Stated exercise: Render the entries below as a numbered list, leaving out any blank lines.

Dataset extract:

:::::

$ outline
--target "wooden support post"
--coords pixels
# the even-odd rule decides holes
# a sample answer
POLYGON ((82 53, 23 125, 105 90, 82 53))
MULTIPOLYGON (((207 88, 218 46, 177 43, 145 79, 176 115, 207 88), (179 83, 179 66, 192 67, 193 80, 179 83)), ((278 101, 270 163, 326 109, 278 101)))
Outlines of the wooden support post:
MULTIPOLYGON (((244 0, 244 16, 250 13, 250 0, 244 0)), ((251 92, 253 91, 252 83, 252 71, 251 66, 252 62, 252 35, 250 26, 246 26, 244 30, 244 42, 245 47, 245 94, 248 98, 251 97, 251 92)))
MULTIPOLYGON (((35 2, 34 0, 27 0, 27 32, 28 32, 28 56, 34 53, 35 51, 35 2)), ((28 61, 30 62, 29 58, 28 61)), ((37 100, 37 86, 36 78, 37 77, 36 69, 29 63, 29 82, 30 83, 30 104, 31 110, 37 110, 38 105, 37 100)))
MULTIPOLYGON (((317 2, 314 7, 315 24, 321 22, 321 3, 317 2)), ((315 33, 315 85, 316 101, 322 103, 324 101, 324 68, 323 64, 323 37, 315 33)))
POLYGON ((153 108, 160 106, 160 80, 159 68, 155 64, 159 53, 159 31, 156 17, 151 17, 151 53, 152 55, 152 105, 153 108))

:::::

Exercise solution:
1. $ outline
2. --target "wooden support post"
3. --coords pixels
4. # the even-odd rule decides holes
5. # a sample answer
6. POLYGON ((82 53, 23 125, 105 90, 82 53))
7. MULTIPOLYGON (((207 88, 218 46, 177 43, 145 79, 176 115, 207 88), (179 83, 179 66, 192 67, 193 80, 179 83)), ((278 101, 270 163, 326 109, 278 101)))
8. Outlines of the wooden support post:
9. MULTIPOLYGON (((244 0, 244 16, 250 13, 250 0, 244 0)), ((251 92, 253 91, 252 83, 252 71, 251 66, 252 62, 252 35, 250 26, 246 26, 244 30, 244 42, 245 47, 245 94, 248 98, 251 97, 251 92)))
10. MULTIPOLYGON (((35 2, 34 0, 27 0, 27 32, 28 32, 28 56, 34 53, 35 51, 35 2)), ((28 61, 30 62, 29 58, 28 61)), ((37 100, 37 86, 36 78, 37 77, 36 69, 29 63, 29 82, 30 83, 30 104, 31 110, 37 110, 38 105, 37 100)))
11. MULTIPOLYGON (((317 2, 314 7, 315 24, 321 22, 321 3, 317 2)), ((315 33, 315 85, 316 101, 322 103, 324 101, 324 68, 323 64, 323 37, 315 33)))
12. POLYGON ((153 108, 160 106, 160 80, 159 68, 155 64, 159 53, 159 31, 156 17, 151 17, 151 53, 152 55, 152 105, 153 108))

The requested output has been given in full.